[Passage to read — start]

Yes I have my daughter 50% of The time and we love our time together...but I am now close to broke, emotionally broken and struggling to be the father I want to be for her. I have regular offers of great jobs elsewhere that would further my career and provide for my daughter comfortably. I am however not allowed to take her and her mother refuses to move to a more forgiving place ( another of her own home countries and my daughters birthplace) so i remain stuck covering her mothers frequent absence in a very foreign environment.

it might sound like whining to many and perhaps it is, I am certainly lucky in that I get to see my child a lot, but I do agree it is time that parents were treated as equals in divorce the same way that they are in the workplace. I've changed as many nappies as my ex whilst also,providing considerable $$ yet I get no rights and she gets whatever she wants whilst telling me to leave and send her the $$$ for our daughters 'driver and nanny' (I do not jest that was her literal suggestion...she added how great it would be to get 4 weeks a year with my daughter in the summer) She still maintains what a GREAT father I am, but despite having considerable money of mine already and even more of her own plus a huge inheritance...her biggest issue...I should be earning more and should go wherever I can achieve that whilst her nanny and her mother look after our daughter.

more and more fathers have similar stories as ambitious and successful wives lose interest in the fathers that support their wives careers by staying home for the kids and putting off their own careers. The law needs to catch up...meanwhile I will remain torn on my next move. Sorry that was long!

Ps my wife's explanation for divorce to our mutual friends ' he did nothing wrong, I just got bored' ... And she gets all the rights...strange society!

Mary
Mary

Trueform, it's too bad you don't have an ex that puts your daughter first. I would never move so far away from my kids' dad even though he is dad number 2 described in the article. I encourage you to keep your language and actions consistently focused on what your daughter needs when you interact with the mother. Maybe over time your ex will realize you are truly invested in your daughter. Your ex is missing the point that kids need both parents. Also, you are the one person she can be sure would pick up your daughter in an emergency. You are the only other parent, the only other person that cares for and takes responsibility for your daughter in that way. She is distancing herself from the person most likely to help out with your daughter in a pinch. Your ex is taking out her anger for you on your kid. We could write a blog about that. It's pathetic and selfish. Hang in there.

MrEvans
MrEvans

Just do the best you can. The system cannot make the real offenders feel defeated so it crushes whoever it can because people are shitty. What is most important is how your child sees your relationship and not anyone else. Period.

Abandoned
Abandoned

My dad cheated on my mom and wants nothing to do with me and we used to be so close. I don't think it ever gets easier you just kinda get used to it. I'm sorry for what happened to you.

joepublicva
joepublicva

Hey idiot. U hav a rite to post anything u lik but to promote services for someone else, particularly on site where real family problems r conveyed by vulnerable ppl, doesnt mak u any better than the creators of this site. Ply ur wares or bs elsewhere.

[Passage to read — finish]
[Information provided — start]

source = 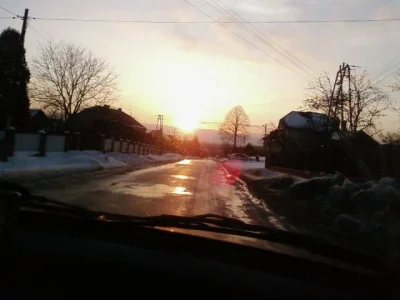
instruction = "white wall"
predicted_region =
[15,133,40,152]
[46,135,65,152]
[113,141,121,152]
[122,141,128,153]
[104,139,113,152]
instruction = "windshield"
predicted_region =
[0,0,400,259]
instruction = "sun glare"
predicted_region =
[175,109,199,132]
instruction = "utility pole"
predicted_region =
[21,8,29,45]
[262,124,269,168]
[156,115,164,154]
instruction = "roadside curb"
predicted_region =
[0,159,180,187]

[Information provided — finish]
[Information provided — start]

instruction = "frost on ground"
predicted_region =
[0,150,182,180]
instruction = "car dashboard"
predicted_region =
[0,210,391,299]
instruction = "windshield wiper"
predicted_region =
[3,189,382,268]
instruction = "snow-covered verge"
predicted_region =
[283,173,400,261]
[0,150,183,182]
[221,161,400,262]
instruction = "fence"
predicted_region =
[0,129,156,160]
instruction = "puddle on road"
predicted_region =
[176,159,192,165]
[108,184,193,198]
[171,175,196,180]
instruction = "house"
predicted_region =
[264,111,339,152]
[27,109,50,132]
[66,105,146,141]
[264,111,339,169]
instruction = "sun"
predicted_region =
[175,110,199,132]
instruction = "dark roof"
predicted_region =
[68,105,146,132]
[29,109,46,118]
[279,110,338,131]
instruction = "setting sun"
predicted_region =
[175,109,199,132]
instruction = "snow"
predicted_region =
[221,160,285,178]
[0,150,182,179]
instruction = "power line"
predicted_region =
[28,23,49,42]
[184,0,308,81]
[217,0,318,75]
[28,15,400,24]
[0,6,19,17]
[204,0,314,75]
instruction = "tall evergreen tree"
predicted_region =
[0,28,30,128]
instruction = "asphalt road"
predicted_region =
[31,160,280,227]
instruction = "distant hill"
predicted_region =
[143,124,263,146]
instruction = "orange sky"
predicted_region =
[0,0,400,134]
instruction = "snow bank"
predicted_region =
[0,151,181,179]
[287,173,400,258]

[Information provided — finish]
[Information provided — start]

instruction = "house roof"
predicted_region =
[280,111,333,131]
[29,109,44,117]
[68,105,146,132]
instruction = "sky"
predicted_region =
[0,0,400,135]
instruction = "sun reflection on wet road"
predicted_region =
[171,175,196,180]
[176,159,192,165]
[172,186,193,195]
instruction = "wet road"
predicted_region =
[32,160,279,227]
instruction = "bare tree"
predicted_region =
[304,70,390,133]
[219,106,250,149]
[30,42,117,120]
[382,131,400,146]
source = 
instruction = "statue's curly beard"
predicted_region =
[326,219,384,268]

[Information provided — finish]

Check your understanding —
1: Could you reproduce the divorce comment thread word for word, from "Trueform, it's too" to "Hang in there."?
2: Which usernames appear as headers above the replies in the divorce comment thread?
3: In the divorce comment thread, why does the first commenter say he can't take the job offers elsewhere? Answer in one to three sentences.

Expected results —
1:
Trueform, it's too bad you don't have an ex that puts your daughter first. I would never move so far away from my kids' dad even though he is dad number 2 described in the article. I encourage you to keep your language and actions consistently focused on what your daughter needs when you interact with the mother. Maybe over time your ex will realize you are truly invested in your daughter. Your ex is missing the point that kids need both parents. Also, you are the one person she can be sure would pick up your daughter in an emergency. You are the only other parent, the only other person that cares for and takes responsibility for your daughter in that way. She is distancing herself from the person most likely to help out with your daughter in a pinch. Your ex is taking out her anger for you on your kid. We could write a blog about that. It's pathetic and selfish. Hang in there.

2: Mary, MrEvans, Abandoned, joepublicva

3: He is not allowed to take his daughter with him, and her mother refuses to move to a more forgiving place. So he remains stuck covering her mother's frequent absence in a very foreign environment.